## TASK OBJECTIVE
Each record should be written out exactly as it stands.
════
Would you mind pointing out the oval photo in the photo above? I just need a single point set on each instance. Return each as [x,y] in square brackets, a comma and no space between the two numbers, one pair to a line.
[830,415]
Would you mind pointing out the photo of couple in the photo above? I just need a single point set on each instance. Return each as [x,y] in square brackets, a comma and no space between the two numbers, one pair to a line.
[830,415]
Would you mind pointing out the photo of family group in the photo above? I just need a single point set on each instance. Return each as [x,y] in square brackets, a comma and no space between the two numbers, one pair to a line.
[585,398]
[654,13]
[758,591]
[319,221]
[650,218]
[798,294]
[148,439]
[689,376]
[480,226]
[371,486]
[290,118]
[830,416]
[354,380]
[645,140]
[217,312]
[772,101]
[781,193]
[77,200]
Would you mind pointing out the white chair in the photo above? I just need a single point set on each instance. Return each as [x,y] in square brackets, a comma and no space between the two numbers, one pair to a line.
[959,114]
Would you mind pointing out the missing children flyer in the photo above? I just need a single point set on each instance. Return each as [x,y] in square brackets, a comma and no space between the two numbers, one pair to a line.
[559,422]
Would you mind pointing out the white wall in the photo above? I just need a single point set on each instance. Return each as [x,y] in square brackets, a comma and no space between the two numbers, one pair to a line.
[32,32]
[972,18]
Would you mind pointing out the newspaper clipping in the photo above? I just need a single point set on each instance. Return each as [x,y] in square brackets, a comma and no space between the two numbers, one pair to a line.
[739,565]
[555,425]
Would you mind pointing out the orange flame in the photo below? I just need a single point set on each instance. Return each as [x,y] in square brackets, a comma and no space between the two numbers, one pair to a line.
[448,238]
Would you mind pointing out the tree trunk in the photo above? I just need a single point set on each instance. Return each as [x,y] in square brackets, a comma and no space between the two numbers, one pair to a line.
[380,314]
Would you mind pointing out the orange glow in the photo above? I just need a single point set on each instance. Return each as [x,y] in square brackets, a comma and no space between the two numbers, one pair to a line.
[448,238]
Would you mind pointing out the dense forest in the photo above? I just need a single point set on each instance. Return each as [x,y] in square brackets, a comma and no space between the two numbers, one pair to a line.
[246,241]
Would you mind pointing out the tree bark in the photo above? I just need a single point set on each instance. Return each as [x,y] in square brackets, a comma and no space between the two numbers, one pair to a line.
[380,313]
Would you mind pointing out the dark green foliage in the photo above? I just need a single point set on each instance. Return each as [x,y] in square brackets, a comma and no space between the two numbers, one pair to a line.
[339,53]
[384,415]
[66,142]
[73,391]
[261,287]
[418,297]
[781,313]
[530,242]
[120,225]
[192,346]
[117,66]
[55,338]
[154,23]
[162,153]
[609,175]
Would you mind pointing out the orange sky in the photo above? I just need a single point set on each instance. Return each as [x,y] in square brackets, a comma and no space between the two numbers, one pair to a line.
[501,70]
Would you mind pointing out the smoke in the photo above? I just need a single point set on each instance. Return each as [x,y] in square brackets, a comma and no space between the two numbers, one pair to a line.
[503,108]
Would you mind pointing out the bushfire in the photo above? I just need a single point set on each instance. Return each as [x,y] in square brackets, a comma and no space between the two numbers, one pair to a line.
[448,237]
════
## SOLVED PROBLEM
Would you mind pointing out the oval photo in the photo above? I just need a single point set on each instance. Return each as [x,y] in square brackets, a comma and no space between the two numbers, one pair to a line.
[830,415]
Would you mind pointing out the photo of couple in the photo above? I just need a single point set on each instance. Return each as [x,y] in square brackets, a comma and no space between the two numbers, one pair to a line.
[830,415]
Would you mind pointing out the photo of family group in the photo above? I just need a single point set on each instance. Return each as [x,y] in square brackets, a comma and no space between the two numbers, one pair to a line.
[585,398]
[654,13]
[758,591]
[319,221]
[650,218]
[798,294]
[148,439]
[689,376]
[480,226]
[371,486]
[290,118]
[830,416]
[354,380]
[645,140]
[217,312]
[772,101]
[781,193]
[77,200]
Would you mind pointing out the white chair in the photo above? I just need a single point set on each instance. Return each as [x,y] in square brackets, a comma and no space between the two numbers, one pair to a line.
[959,114]
Would you mind pointing out the missing children flyer in the photo above? I just need a single point set on each instance. Return each as [x,y] in square brackets, a comma and no space between the two numbers, one pair to a line.
[559,422]
Would you mind pointing out the white wall in the photo above? I just need a single point set on each instance. Return each as [x,y] in square brackets, a comma and no space between the two numbers, one pair to a line.
[32,32]
[972,18]
Would you mind pointing out the newspaper clipping in the photo above? I just need a single point set on each instance. Return each as [x,y] in square brackets, a comma and no space between the two numbers, one pair to a line.
[739,565]
[555,425]
Would you mind pointing out the orange flame in the photo below? I just need a single point set on each instance. Return each as [x,y] in square brackets, a comma and no space between the two numbers, one pair to a line.
[448,238]
Would you mind pointing out the tree trunk in the photo above? I just need a single point set on each instance. Return each as [x,y] in square brackets, a comma and no space between the two numbers, one pair to a line.
[380,314]
Would you mind pointing out the orange glow in the photo above? I just need a single point set on each instance. Return each as [x,y] in square brackets, a comma and no space between the two numbers, one pair to a line.
[448,238]
Would you mind pointing out the dense forest in the photo above? I just need a single point set on each instance. Return each as [x,y] in square brackets, a comma and no space between the two numbers, one pair to a line.
[246,241]
Would you mind pointing out the tree bark in the photo above? I just need a single point set on each instance. Return each as [x,y] in square brackets, a comma and no space between the two numbers, one pair to a line.
[380,313]
Would you mind pointing out the dark green foliage in the photo above? I just need a single point set on each instance. Return each as [x,y] in square brackets, a comma and no space between the two numbers, one pair to a line.
[339,53]
[384,415]
[66,142]
[73,391]
[261,287]
[418,297]
[781,313]
[530,242]
[120,225]
[192,346]
[117,66]
[55,338]
[154,23]
[162,153]
[609,175]
Would you mind pointing out the orange sky in the photo above? I just need a single point set on each instance. Return each as [x,y] in square brackets, a comma and no space between the two numbers, one pair to a line.
[501,70]
Would you mind pointing out the smoke in the photo above? I just need a single point set on each instance. Return each as [x,y] in square brackets, a comma and no space between the two numbers, one pair to a line.
[503,108]
Would you mind pointing out the bushfire in the photo above? I just need a single point set on each instance. Return each as [x,y] in square brackets, a comma and no space between the two numbers, one pair to a line.
[448,237]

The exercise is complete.